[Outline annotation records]
-- START --

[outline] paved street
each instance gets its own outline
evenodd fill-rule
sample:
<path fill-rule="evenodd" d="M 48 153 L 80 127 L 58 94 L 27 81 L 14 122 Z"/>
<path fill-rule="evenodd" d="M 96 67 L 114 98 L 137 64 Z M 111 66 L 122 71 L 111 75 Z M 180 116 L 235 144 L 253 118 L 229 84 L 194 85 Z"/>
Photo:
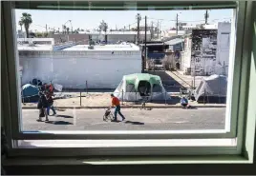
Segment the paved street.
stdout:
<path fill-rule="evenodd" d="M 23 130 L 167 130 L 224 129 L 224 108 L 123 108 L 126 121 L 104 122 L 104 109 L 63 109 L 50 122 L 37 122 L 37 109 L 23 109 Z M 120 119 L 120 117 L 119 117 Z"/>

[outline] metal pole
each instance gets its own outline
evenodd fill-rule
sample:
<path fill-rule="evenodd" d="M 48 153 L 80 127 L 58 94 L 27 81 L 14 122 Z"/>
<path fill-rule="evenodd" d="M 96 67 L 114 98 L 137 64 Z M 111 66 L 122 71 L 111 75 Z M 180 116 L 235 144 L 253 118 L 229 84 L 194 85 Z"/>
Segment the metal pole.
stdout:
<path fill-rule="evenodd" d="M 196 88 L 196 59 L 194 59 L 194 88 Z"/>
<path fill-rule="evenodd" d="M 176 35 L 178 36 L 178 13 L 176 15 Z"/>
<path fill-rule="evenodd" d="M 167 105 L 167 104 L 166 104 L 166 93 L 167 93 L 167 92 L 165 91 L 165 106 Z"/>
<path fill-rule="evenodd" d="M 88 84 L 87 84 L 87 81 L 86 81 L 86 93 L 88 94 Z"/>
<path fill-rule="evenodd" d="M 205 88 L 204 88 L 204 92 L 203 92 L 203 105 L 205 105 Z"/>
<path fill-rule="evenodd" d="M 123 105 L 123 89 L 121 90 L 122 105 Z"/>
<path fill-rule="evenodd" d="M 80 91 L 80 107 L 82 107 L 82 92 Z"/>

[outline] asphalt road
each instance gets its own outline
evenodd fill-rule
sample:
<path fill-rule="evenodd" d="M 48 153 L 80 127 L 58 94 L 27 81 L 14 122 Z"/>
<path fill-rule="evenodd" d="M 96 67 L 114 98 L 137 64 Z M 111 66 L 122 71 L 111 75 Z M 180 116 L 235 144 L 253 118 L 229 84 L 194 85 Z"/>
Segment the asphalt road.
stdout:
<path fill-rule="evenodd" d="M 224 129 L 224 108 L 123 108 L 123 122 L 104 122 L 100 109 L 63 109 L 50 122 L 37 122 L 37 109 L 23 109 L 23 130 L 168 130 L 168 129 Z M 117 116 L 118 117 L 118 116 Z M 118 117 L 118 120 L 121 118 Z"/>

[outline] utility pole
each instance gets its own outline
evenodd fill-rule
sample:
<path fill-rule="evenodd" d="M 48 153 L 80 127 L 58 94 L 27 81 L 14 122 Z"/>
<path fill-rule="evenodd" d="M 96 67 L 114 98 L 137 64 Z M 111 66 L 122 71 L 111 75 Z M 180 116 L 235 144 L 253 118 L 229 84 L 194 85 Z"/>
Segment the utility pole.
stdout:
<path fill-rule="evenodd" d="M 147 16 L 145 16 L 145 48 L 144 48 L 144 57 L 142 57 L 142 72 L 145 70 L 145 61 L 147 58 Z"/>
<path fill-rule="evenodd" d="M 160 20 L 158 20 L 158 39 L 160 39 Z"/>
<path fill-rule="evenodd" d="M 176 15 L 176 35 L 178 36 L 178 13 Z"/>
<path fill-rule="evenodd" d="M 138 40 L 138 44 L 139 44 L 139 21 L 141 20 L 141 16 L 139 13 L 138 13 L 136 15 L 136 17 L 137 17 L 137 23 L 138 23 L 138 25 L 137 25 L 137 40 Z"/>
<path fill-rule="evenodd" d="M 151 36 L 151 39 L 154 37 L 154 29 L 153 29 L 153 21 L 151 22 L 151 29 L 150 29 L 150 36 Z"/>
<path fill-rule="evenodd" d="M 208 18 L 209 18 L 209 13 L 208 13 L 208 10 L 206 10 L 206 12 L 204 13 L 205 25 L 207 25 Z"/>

-- END --

- _GIVEN PROBLEM_:
Omit all pictures while transcribing the entries verbatim.

- _TASK OUTPUT_:
[outline] paved street
each instance gets its own outline
evenodd fill-rule
sample:
<path fill-rule="evenodd" d="M 48 153 L 80 127 L 58 94 L 27 81 L 14 122 Z"/>
<path fill-rule="evenodd" d="M 96 67 L 114 98 L 137 64 Z M 111 66 L 122 71 L 111 75 Z M 180 116 L 235 144 L 253 118 L 229 84 L 194 85 Z"/>
Photo:
Segment the paved street.
stdout:
<path fill-rule="evenodd" d="M 23 130 L 167 130 L 224 129 L 224 108 L 123 108 L 126 121 L 104 122 L 104 109 L 63 109 L 50 122 L 37 122 L 37 109 L 23 109 Z M 120 119 L 120 117 L 119 117 Z"/>

[outline] metal pole
each instance gets its own outline
evenodd fill-rule
sample:
<path fill-rule="evenodd" d="M 48 153 L 80 127 L 58 94 L 27 81 L 14 122 Z"/>
<path fill-rule="evenodd" d="M 96 67 L 114 98 L 137 64 Z M 111 66 L 122 71 L 111 75 Z M 180 116 L 235 144 L 253 118 L 229 84 L 194 85 Z"/>
Segment the metal pole.
stdout:
<path fill-rule="evenodd" d="M 196 88 L 196 59 L 194 59 L 194 88 Z"/>
<path fill-rule="evenodd" d="M 176 35 L 178 36 L 178 13 L 176 15 Z"/>
<path fill-rule="evenodd" d="M 167 105 L 167 104 L 166 104 L 166 93 L 167 93 L 167 92 L 165 91 L 165 106 Z"/>
<path fill-rule="evenodd" d="M 88 84 L 87 84 L 87 81 L 86 81 L 86 93 L 88 94 Z"/>
<path fill-rule="evenodd" d="M 205 88 L 204 88 L 204 92 L 203 92 L 203 105 L 205 105 Z"/>
<path fill-rule="evenodd" d="M 123 105 L 123 89 L 121 90 L 122 105 Z"/>
<path fill-rule="evenodd" d="M 80 91 L 80 107 L 82 107 L 82 92 Z"/>

[outline] asphalt road
each instance gets its own outline
evenodd fill-rule
sample:
<path fill-rule="evenodd" d="M 48 153 L 80 127 L 58 94 L 27 81 L 14 122 Z"/>
<path fill-rule="evenodd" d="M 96 67 L 114 98 L 137 64 Z M 111 66 L 122 71 L 111 75 Z M 180 116 L 235 144 L 253 118 L 229 84 L 194 85 Z"/>
Segment the asphalt road.
stdout:
<path fill-rule="evenodd" d="M 224 129 L 224 108 L 123 108 L 123 122 L 104 122 L 100 109 L 63 109 L 50 122 L 37 122 L 37 109 L 23 109 L 23 130 L 168 130 L 168 129 Z M 117 116 L 118 117 L 118 116 Z M 118 117 L 118 120 L 121 118 Z"/>

[outline] utility pole
each instance gets its own outline
evenodd fill-rule
sample:
<path fill-rule="evenodd" d="M 48 153 L 80 127 L 58 94 L 27 81 L 14 122 Z"/>
<path fill-rule="evenodd" d="M 96 67 L 114 98 L 137 64 Z M 111 66 L 122 71 L 111 75 Z M 180 116 L 235 144 L 253 118 L 229 84 L 194 85 Z"/>
Segment the utility pole.
stdout:
<path fill-rule="evenodd" d="M 147 16 L 145 16 L 145 48 L 144 48 L 144 57 L 142 57 L 142 72 L 145 70 L 145 61 L 147 58 Z"/>
<path fill-rule="evenodd" d="M 160 20 L 158 20 L 158 39 L 160 39 Z"/>
<path fill-rule="evenodd" d="M 176 15 L 176 35 L 178 36 L 178 13 Z"/>
<path fill-rule="evenodd" d="M 138 40 L 138 44 L 139 44 L 139 21 L 141 20 L 141 16 L 139 13 L 138 13 L 136 15 L 136 17 L 137 17 L 137 23 L 138 23 L 138 25 L 137 25 L 137 40 Z"/>
<path fill-rule="evenodd" d="M 151 36 L 151 39 L 154 37 L 154 29 L 153 29 L 153 21 L 151 22 L 151 29 L 150 29 L 150 36 Z"/>
<path fill-rule="evenodd" d="M 208 18 L 209 18 L 209 13 L 208 13 L 208 10 L 206 10 L 206 12 L 204 13 L 205 25 L 207 25 Z"/>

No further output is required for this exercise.